▶ **Directions**
In the entries below, the lines from the one with "entrance, I would be grateful." through the one with "sneaker, I would be grateful." are to be copied exactly; both ends count.

Extracted data entries:
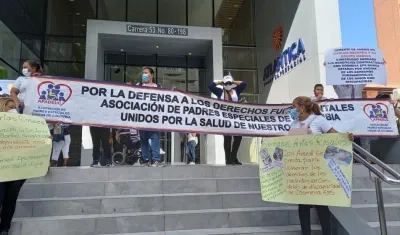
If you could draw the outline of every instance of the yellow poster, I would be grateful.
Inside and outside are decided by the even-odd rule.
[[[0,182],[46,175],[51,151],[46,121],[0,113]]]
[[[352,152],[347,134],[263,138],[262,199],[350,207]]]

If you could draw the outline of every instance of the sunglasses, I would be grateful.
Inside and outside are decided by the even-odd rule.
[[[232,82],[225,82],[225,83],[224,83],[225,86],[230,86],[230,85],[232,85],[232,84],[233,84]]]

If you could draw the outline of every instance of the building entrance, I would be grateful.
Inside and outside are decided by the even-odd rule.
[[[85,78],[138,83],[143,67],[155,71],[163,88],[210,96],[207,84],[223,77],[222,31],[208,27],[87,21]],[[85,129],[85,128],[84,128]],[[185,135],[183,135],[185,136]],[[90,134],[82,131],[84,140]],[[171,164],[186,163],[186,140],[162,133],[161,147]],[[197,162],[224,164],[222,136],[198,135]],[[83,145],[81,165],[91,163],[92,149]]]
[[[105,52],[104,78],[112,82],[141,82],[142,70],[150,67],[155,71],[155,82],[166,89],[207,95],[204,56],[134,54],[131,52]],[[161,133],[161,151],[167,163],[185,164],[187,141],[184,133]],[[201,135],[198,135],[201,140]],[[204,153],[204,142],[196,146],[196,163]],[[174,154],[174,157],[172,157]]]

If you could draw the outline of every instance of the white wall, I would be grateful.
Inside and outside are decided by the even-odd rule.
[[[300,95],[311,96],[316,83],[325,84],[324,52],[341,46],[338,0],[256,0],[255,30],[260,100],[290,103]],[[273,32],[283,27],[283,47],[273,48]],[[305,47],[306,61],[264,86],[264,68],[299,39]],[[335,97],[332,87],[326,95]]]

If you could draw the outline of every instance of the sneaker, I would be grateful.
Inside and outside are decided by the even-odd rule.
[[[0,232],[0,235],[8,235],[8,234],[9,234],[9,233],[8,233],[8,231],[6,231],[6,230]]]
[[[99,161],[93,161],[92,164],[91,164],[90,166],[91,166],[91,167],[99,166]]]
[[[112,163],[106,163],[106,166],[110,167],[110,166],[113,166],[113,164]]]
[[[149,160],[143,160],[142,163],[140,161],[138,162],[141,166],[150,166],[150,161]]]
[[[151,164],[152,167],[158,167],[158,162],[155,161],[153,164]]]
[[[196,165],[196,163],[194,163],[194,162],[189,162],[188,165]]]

▶ **Final answer**
If you could draw the outline of every instance of the building entrance, I would be grateful.
Inside and outside are decided by the even-odd rule.
[[[85,78],[138,83],[143,67],[155,71],[163,88],[210,96],[207,84],[223,77],[222,31],[208,27],[87,21]],[[85,129],[85,128],[84,128]],[[185,135],[183,135],[185,136]],[[90,134],[82,131],[84,140]],[[171,164],[186,163],[186,140],[162,133],[161,147]],[[197,162],[224,164],[222,136],[198,135]],[[83,145],[81,165],[91,163],[92,149]]]
[[[105,52],[104,78],[112,82],[141,82],[142,70],[150,67],[155,71],[155,82],[166,89],[207,95],[204,56],[134,54],[131,52]],[[161,133],[161,151],[167,163],[185,164],[187,141],[184,133]],[[201,135],[198,135],[201,140]],[[204,153],[204,142],[196,146],[196,163]],[[174,154],[174,157],[172,157]]]

If you could draw the outline of every instance of the white wall, I would be grateful.
Inside and outside are decided by the even-odd rule.
[[[300,95],[311,96],[316,83],[325,84],[324,52],[341,46],[338,0],[256,0],[255,30],[260,100],[290,103]],[[273,32],[283,27],[283,47],[273,48]],[[305,47],[306,61],[264,86],[264,68],[299,39]],[[335,97],[332,87],[326,95]]]

If you could draw the outline of every instance of the sneaker, I would be grateful.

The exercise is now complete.